■ **EXERCISE INSTRUCTIONS**:
1. Reproduce the passage on the House of Aumâle between "Odo, son of" and "in suitable manner.", inclusive.
2. Carry on the account of the House of Aumâle from the point where it stops.

■ **EXTRACT TO READ**:
"""

House of Aumâle
The House of Aumâle is a prominent Anglo-Norman family originally hailing form the small county of Aumâle in north-eastern Normandy, on the border with Picardy.
The house traces its descent from Adelais of Normandy, illegitimate daughter of Robert the Magnificent, Duke of Normandy, and Herlève de Falaise. She was the full sister of William the Conqueror.
History
Adelais of Normandy was married three times. Her first marriage, to Engeurrand II, Count of Ponthieu, was annulled in at the Council of Rhiems in 1049 on the grounds of consanguinity, but left her with the County of Aumâle as her dowry. Her second marriage, to Lambert II, Count of Lens, younger son of Eustance, Count of Boulogne, ended when Lambert was killed in battle at Lille in 1054.
It is from her third marriage, to Odo of Champagne, in 1060 that the House of Aumâle descends.
Odo, son of Stephen, Count of Champagne, had killed a nobleman and fled to Duke William's court in Normandy after the death of his father in 1048; his uncle Theobald inherited the county of Champagne., Although Odo claimed the title Count of Troyes (the caput of Champagne), he was essentially a landless adventurer, albeit a noble one. He sought - and gained - the patronage of the Archbishop of Rouen, to whom the county of Aumâle owed fealty.
It was through the archbishop's influence that Odo gained the hand of Adelais and thus the county of Aumâle. The county was small, however, owing the service of only 10 knights to the archbishopm and Odo continuedf to lobby for more lands, that he might keep the Duke's sister in suitable manner.
It is unknown whether Odo took part in the conquest of England. He held no English lands at the time the Domesday surveyors undertook their great task.
However, in 1087 Drogo de la Beuvrière, Lord of Holderness, poisoned his wife - possibly accidentally - and asked the Conqueror for permission to quit his English lands and return to Flanders. King William I granted Drogo's lands - known as the Barony of Burstwick - to Odo shortly before his death in September 1087. As well as the whole of Holderness, these lands included 35 Lincolnshire villages and Castle Bytham. The barony owed 20 knights'service.
Odo took an active part in the factional infighting among the sons of the Conqueror. In 1088 he was one of three counts who acted as 'prisoner's friends' when William de St Calias, bishop of Durham, faced King William II's justice for his part in a rebellion led by bishop Odo of Bayeux. Later that year, he was one of the eight founders of the great Benedictine monastery of St Mary's in York.
1090 he took the part of King William II, Rufus, against his older brother, Robert Curthose, Duke of Normandy, and fortified Aumâle againts the Duke. In 1095, however, he took part in a plot with William, count of Eu, Roger de Mowbray, earl of Northumberland, Roger de Lacy, and Gilbert de Clare, to overthrow the king. The consiprators planned to depose William II and crown Odo's son, Stephen.
The plot failed. Odo and his co-conspirators were tried at the Council of Salisbury in 1096, where Odo was deprived of all his lands and imprisoned. Roger de Mowbray was likewise improsoned. William of Eu was blinded and castrated. Odo died in prison some time between 1096 and 1109.

"""

[Pointing data for referring expressions]
"""

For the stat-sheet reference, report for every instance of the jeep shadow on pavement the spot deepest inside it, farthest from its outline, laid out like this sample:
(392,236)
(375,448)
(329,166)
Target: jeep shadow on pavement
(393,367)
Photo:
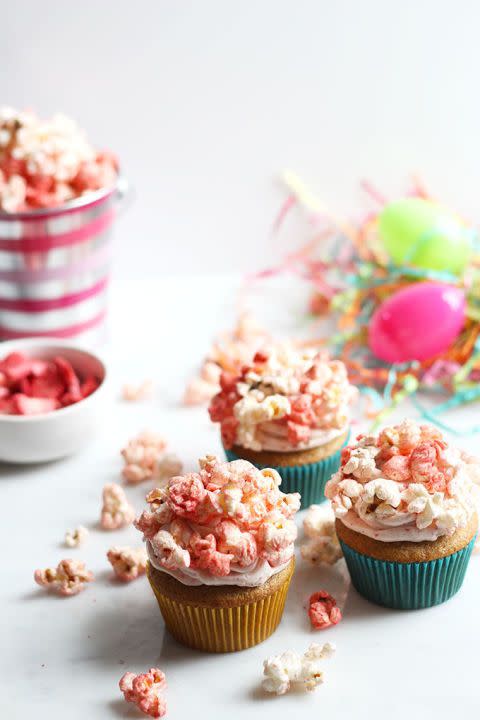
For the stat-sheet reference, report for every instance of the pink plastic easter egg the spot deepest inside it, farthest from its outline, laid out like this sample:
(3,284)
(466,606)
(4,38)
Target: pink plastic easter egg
(417,322)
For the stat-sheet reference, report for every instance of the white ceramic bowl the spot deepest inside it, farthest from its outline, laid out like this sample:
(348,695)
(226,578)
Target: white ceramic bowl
(56,434)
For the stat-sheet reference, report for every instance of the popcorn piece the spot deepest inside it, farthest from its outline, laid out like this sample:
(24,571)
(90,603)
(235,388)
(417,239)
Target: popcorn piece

"""

■ **EXERCISE ANSWERS**:
1.
Odo, son of Stephen, Count of Champagne, had killed a nobleman and fled to Duke William's court in Normandy after the death of his father in 1048; his uncle Theobald inherited the county of Champagne., Although Odo claimed the title Count of Troyes (the caput of Champagne), he was essentially a landless adventurer, albeit a noble one. He sought - and gained - the patronage of the Archbishop of Rouen, to whom the county of Aumâle owed fealty.
It was through the archbishop's influence that Odo gained the hand of Adelais and thus the county of Aumâle. The county was small, however, owing the service of only 10 knights to the archbishopm and Odo continuedf to lobby for more lands, that he might keep the Duke's sister in suitable manner.

2.
Stephen, who had little to do with his father's plot to place him on the throne, was spared imprisonment. He had taken the cross in 1095 and at the time of the Council of Salisbury was already on his way to Jerusalem with Robert Curthose, but the House of Aumale was in disgrace. Its English lands were granted to the Norman lord Arnulf de Montgomery, brother of the infamous Robert de Bellême. But in 1101, with Henry I now on the English throne, Robert Curhose invaded in hopes of winning the crown from his brother. Robert de Bellême, back from crusade, and his brothers took Robert's side, and were deprived of their lands in 1102.
With the House of Bellême now in disgrace Stephen of Aumâle, also returned from crusade, was restored to his father's English lands and titles in Holderness and Lincolnshire. He rarely visited England, spending most of his time involved in the tortuous early 12th century politics of Normandy, where he is last recorded as one of the supporters of William Clito, son of defeated duke Robert Curthose, in 1127. It is possible he returned to the Holy Land in the expedition inspired by the Knights Templar in 1128. He was certainly dead by 1130.
His oldest son William had only recently come of age at the time he inherited his fathers lands in Normandy and England in 1130, and was therefore probably born in 1109 or shortly earlier.
William took a much greater interest in his English estates than his father. One of his first acts was to clear out interlopers who had settled on his estates without permission, He paid King Henry I 100 marks in order that he might not be prosecuted for these evictions.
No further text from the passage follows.